=== Your goal ===
Return all the entries exactly. No pictures.

--- Input data Enclosed Below ---

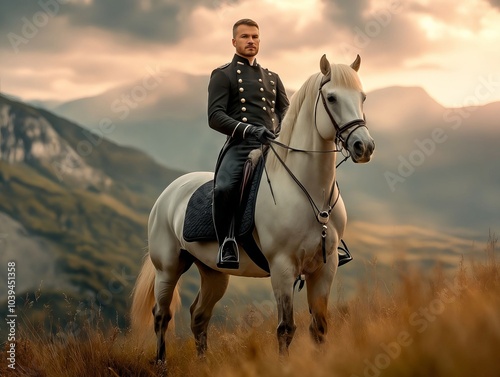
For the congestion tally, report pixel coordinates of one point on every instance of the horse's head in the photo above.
(340, 117)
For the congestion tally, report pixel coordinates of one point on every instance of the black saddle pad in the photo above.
(198, 222)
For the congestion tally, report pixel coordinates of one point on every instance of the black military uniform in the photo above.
(240, 96)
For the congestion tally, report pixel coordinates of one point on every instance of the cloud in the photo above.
(162, 21)
(495, 3)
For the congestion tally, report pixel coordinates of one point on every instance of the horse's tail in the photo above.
(143, 300)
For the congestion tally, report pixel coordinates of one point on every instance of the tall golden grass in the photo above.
(430, 324)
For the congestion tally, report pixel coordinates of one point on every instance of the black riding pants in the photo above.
(227, 184)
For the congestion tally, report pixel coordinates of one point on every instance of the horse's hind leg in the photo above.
(165, 281)
(318, 291)
(212, 288)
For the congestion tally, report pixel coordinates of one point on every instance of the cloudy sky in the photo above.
(68, 49)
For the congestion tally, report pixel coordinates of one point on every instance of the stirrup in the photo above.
(344, 254)
(229, 248)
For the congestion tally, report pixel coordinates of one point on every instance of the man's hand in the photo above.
(260, 133)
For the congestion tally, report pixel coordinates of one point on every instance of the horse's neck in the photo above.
(316, 171)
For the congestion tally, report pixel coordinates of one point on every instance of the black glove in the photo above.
(260, 133)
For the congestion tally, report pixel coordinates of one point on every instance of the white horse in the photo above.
(298, 226)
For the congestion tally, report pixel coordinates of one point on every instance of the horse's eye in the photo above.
(331, 98)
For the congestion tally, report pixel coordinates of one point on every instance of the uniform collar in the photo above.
(240, 59)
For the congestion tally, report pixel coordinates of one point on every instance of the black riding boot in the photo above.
(228, 256)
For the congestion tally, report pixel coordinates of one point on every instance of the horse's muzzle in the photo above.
(362, 150)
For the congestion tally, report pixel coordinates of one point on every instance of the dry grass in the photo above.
(434, 325)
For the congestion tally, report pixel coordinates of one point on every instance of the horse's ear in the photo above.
(324, 64)
(356, 63)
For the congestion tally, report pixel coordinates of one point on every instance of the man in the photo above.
(247, 103)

--- End of Enclosed Input data ---

=== Exercise response ===
For the congestion tally, report pixel coordinates of one point on every instance of the horse's head in the photo above.
(340, 117)
For the congestion tally, report pixel coordinates of one point on every instance of the black saddle pad in the photo above.
(198, 222)
For the congestion tally, report pixel coordinates of one point on every instance of the black military uniform in the photo above.
(240, 96)
For the congestion tally, report pixel coordinates of one point on every instance of the cloud in the photo above.
(162, 21)
(495, 3)
For the congestion tally, report pixel coordinates of one point on every instance of the horse's tail in the photo above.
(143, 300)
For the congestion tally, report pixel coordinates of one point on every instance of the tall golden grass in the photo above.
(430, 324)
For the congestion tally, report pixel coordinates of one point on every instance of the black riding pants in the photo above.
(227, 184)
For the congestion tally, report pixel coordinates of one point on every instance of the horse's hind leg in the photo above.
(165, 281)
(318, 291)
(212, 288)
For the congestion tally, report pixel coordinates of one point on every instance of the cloudy sky in the photo above.
(68, 49)
For the congestion tally, report pixel coordinates of one point on every instance of the stirrup in the photo above.
(344, 254)
(229, 248)
For the congestion tally, report pixel coordinates of one point on every instance of the man's hand in the photo above.
(260, 133)
For the congestion tally, report pixel coordinates of one point on every instance of the horse's neck in the photo above.
(316, 171)
For the congestion tally, report pixel coordinates of one point on every instance of the black glove in the photo above.
(260, 133)
For the congestion tally, report pixel coordinates of one point on every instance of the white horse in the photo above.
(298, 226)
For the congestion tally, report pixel coordinates of one point on every instance of the horse's eye in the photo above.
(331, 98)
For the congestion tally, report pixel coordinates of one point on every instance of the uniform collar in the photo above.
(240, 59)
For the congestion tally, report pixel coordinates of one point on every instance of the black riding boot in the photo above.
(228, 256)
For the congestion tally, report pixel coordinates of one point on every instance of the horse's muzzle in the photo above.
(362, 150)
For the congestion tally, report pixel coordinates of one point on every instance of the dry grass in the photo above.
(434, 325)
For the congestion tally, report pixel coordinates of one point on every instance of the horse's ear in the photo above.
(324, 64)
(356, 63)
For the congestion tally, report pixel coordinates of one point on every instance of the man in the photo above.
(247, 103)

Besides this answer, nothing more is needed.